Reproduce the records below exactly as they appear, omitting any pictures they contain.

········

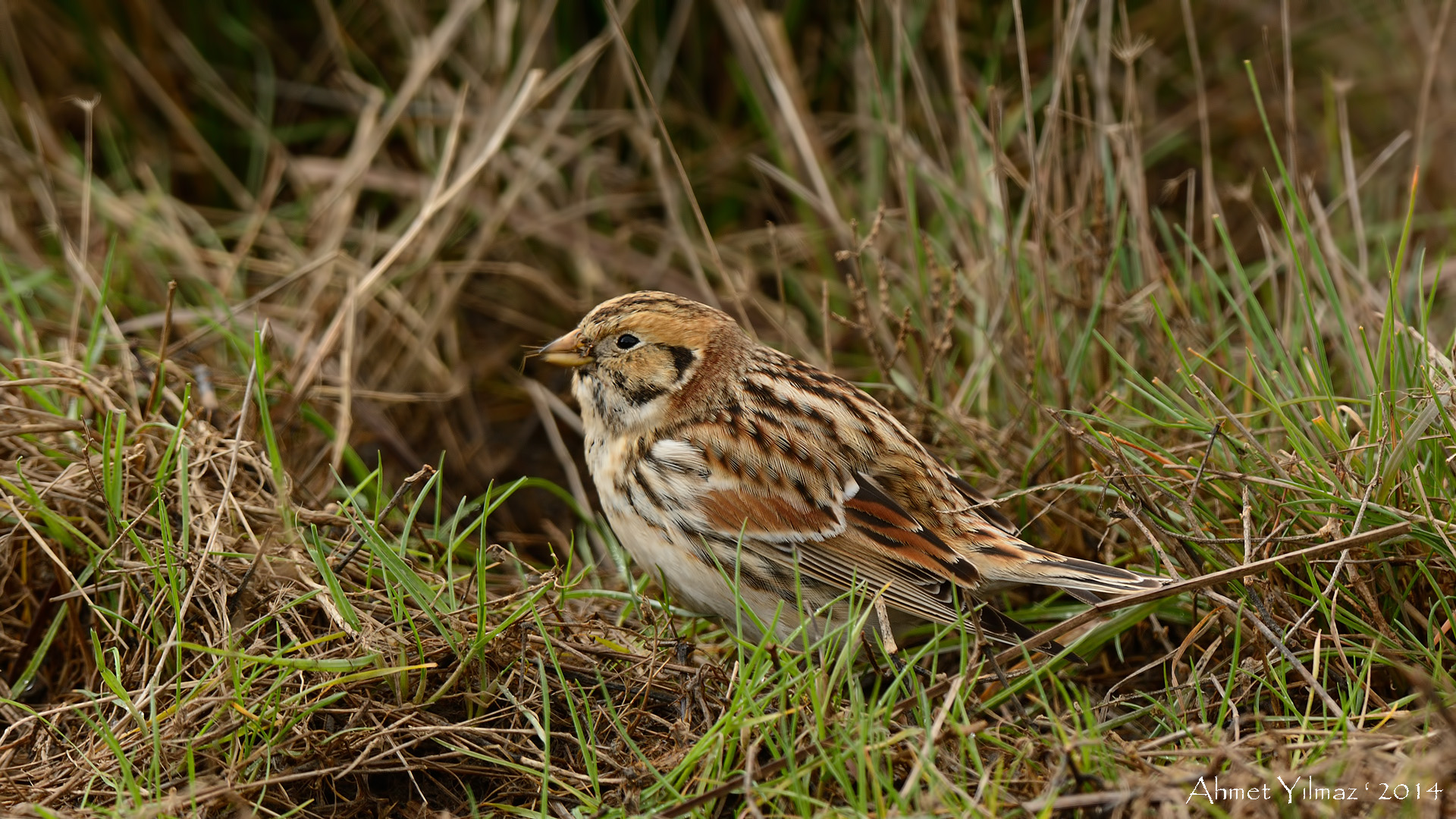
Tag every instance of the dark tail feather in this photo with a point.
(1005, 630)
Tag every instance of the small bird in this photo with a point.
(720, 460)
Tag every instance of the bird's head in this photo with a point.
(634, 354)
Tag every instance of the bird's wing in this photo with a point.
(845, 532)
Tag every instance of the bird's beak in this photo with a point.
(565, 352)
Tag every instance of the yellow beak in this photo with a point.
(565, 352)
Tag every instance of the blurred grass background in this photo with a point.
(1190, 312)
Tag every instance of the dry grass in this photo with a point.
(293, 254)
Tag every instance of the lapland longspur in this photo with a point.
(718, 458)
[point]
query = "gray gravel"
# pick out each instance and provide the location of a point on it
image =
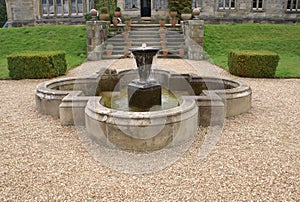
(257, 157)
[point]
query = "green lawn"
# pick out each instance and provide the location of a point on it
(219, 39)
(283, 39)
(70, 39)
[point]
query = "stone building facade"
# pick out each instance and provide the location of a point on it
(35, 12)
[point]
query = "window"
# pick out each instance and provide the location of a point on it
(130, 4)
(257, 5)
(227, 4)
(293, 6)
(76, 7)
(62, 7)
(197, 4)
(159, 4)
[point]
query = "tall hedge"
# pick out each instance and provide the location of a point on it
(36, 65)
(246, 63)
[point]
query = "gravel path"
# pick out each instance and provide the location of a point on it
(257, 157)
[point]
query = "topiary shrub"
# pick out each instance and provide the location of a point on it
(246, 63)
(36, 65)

········

## OUTPUT FOR THIS EXERCISE:
Tag every instance of the dark tail feather in this photo with a point.
(1005, 630)
Tag every instance of the small bird in this photo with a point.
(720, 460)
Tag every instance of the bird's head in this photo with a point.
(634, 354)
Tag every instance of the bird's wing in this photo with a point.
(845, 532)
Tag every instance of the bird's beak in this photo with a point.
(565, 352)
Tag every instance of the yellow beak in this photo with a point.
(565, 352)
Tag every instance of the blurred grass background in this photo with a point.
(1190, 312)
Tag every instance of the dry grass in this photo with a point.
(293, 254)
Tag every instance of the lapland longspur in this photo with a point.
(718, 458)
[point]
query = "gray gravel"
# pick out each instance and provide the location of a point on it
image =
(257, 157)
[point]
query = "green lawn"
# pick out each instance and provide the location of a point on it
(219, 39)
(283, 39)
(70, 39)
[point]
query = "stone building facade"
# pick out each instance and provide the location of a point on it
(35, 12)
[point]
query = "window"
# pick out each instance and provide the location of a point on it
(130, 4)
(257, 5)
(227, 4)
(293, 6)
(76, 7)
(62, 7)
(197, 4)
(159, 4)
[point]
query = "tall hedge"
# pick out each instance and provide the location of a point on it
(36, 65)
(246, 63)
[point]
query = "gravel path"
# pick out each instance and provide the location of a point on it
(257, 157)
[point]
query = "topiary shrub"
# pick out each instance and provide the location of a point on it
(246, 63)
(36, 65)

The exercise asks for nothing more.